### What is asked
Pick up the MS MARCO reranking code after its last line and carry it forward.

In [8]:
import torch
from transformers import AutoModelForSequenceClassification
import re
import os
import gzip
import json
import tqdm
import multiprocessing

def get_document(doc_id, base_path="/root/data/msmarco_v2.1_doc_segmented/"):
    match = re.match(r'msmarco_v2\.1_doc_(\d+)_(\d+)#(\d+)_(\d+)', doc_id)
    if not match:
        raise ValueError(f"Invalid doc_id format: {doc_id}")
    
    shard_number = int(match.group(1))
    byte_offset = int(match.group(4))
    file_path = os.path.join(base_path, f"msmarco_v2.1_doc_segmented_{shard_number:02d}.json.gz")

    with gzip.open(file_path, 'rb') as f:
        f.seek(byte_offset)
        line = f.readline().decode('utf-8')
        
        try:
            document = json.loads(line)
            if document['docid'] == doc_id:
                return document
            else:
                raise ValueError(f"Document at offset does not match requested doc_id: {doc_id}")
        except json.JSONDecodeError:
            raise ValueError(f"Invalid JSON at offset {byte_offset} in file {file_path}")

def get_document_wrapper(doc_id):
    try:
        document = get_document(doc_id)
        return {'docid': doc_id, 'content': document['segment']}
    except Exception as e:
        print(f"Error retrieving document {doc_id}: {e}")
        return None

def rerank_results(query, results, batch_size=32):
    with multiprocessing.Pool(processes=16) as pool:
        documents = list(tqdm.tqdm(
            pool.imap(get_document_wrapper, [result['doc_id'] for result in results]),
            total=len(results),
            desc="Gathering documents"
        ))
    
    documents = [doc for doc in documents if doc is not None]
    
    all_scores = []
    for i in range(0, len(documents), batch_size):
        batch = documents[i:i+batch_size]
        sentence_pairs = [[query, doc['content']] for doc in batch]
        
        with torch.inference_mode():
            scores = model.compute_score(sentence_pairs, max_length=1024)
        
        all_scores.extend(scores.tolist())
    
    # Combine scores with original results and sort
    for result, score in zip(results[:len(all_scores)], all_scores):
        result['new_score'] = score
    
    reranked_results = sorted(results[:len(all_scores)], key=lambda x: x['new_score'], reverse=True)
    return reranked_results
def parse_results(results_string):
    parsed_results = []
    for line in results_string.strip().split('\n'):
        parts = line.split()
        parsed_results.append({
            'query_id': parts[0],
            'q0': parts[1],
            'doc_id': parts[2],
            'rank': int(parts[3]),
            'score': float(parts[4]),
            'run_id': parts[5]
        })
    return parsed_results

# Main reranking function
def rerank_and_save(input_file, output_file):
    with open(input_file, 'r') as f:
        input_data = f.read()

### Data extract
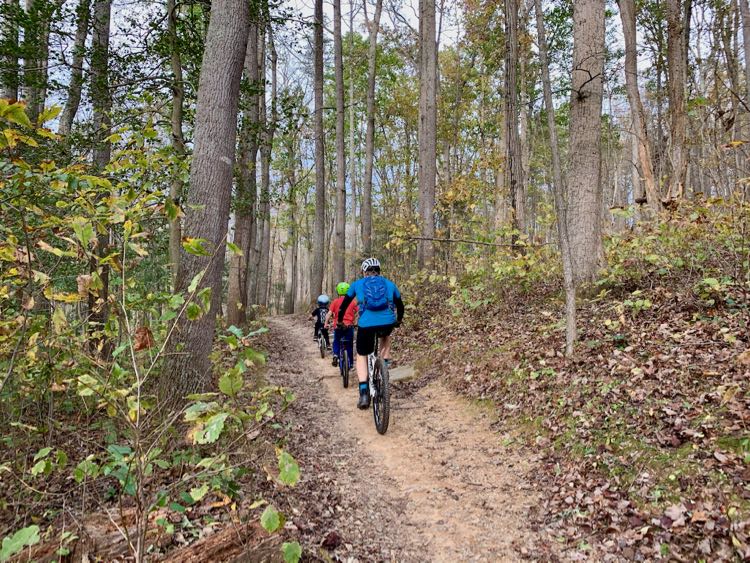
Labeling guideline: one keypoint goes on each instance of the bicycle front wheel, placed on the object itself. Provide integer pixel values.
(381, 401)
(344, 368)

* * *

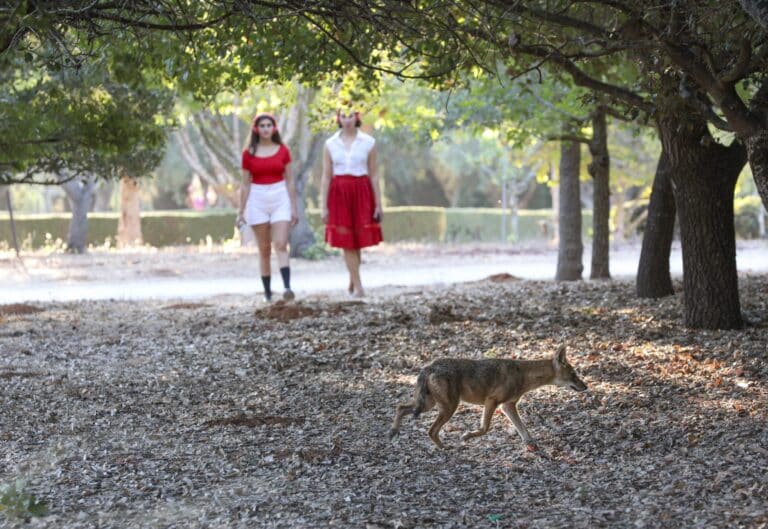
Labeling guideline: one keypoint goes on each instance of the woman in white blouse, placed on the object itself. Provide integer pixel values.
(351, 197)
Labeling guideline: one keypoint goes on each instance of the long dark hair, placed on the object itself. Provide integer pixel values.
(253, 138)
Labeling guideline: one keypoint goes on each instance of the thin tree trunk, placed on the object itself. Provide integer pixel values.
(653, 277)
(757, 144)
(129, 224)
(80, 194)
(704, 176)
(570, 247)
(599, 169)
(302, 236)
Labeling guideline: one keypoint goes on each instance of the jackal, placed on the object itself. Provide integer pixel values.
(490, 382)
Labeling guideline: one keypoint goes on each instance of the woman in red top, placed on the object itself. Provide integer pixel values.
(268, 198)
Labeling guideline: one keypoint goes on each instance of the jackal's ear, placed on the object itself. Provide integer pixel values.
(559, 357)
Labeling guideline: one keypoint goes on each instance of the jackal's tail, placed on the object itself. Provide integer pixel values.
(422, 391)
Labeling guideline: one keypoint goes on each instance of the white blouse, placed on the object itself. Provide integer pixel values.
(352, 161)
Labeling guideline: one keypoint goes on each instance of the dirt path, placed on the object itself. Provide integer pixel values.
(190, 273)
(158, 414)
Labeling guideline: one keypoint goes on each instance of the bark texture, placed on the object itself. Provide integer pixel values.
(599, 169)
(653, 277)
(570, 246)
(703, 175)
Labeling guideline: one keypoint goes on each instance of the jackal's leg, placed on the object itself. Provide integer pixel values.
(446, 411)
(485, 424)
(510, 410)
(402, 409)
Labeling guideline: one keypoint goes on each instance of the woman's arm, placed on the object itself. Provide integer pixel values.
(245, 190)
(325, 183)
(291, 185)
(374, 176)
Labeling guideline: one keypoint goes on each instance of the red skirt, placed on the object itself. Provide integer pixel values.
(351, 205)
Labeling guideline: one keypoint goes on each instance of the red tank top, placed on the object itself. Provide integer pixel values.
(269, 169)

* * *

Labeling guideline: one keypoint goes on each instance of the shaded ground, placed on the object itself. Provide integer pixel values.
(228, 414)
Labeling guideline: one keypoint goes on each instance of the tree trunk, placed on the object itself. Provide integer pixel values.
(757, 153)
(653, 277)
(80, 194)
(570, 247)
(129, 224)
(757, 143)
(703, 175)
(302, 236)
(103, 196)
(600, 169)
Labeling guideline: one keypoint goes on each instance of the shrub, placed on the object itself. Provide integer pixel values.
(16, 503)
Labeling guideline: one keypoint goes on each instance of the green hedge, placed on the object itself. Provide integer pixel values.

### Final result
    
    results = parse_results(input_data)
    
    # Group results by query_id
    grouped_results = {}
    for result in results:
        query_id = result['query_id']
        if query_id not in grouped_results:
            grouped_results[query_id] = []
        grouped_results[query_id].append(result)
    
    # Rerank each group
    reranked_groups = {}
    for query_id, group in tqdm.tqdm(grouped_results.items()):
        query = f"Query for {query_id}"  # Replace with actual query if available
        reranked_groups[query_id] = rerank_results(query, group)
    
    # Write reranked results
    with open(output_file, 'w') as f:
        for query_id, reranked_results in reranked_groups.items():
            for new_rank, result in enumerate(reranked_results, start=1):
                f.write(f"{query_id} Q0 {result['doc_id']} {new_rank} {result['new_score']:.8f} cross-encoder\n")


In [14]:
model = AutoModelForSequenceClassification.from_pretrained(
    'jinaai/jina-reranker-v2-base-multilingual',
    torch_dtype="auto",
    trust_remote_code=True,
)

model.to('cuda')  # Use 'cpu' if no GPU is available
model.eval()

flash_attn is not installed. Using PyTorch native attention implementation.
flash_attn is not installed. Using PyTorch native attention implementation.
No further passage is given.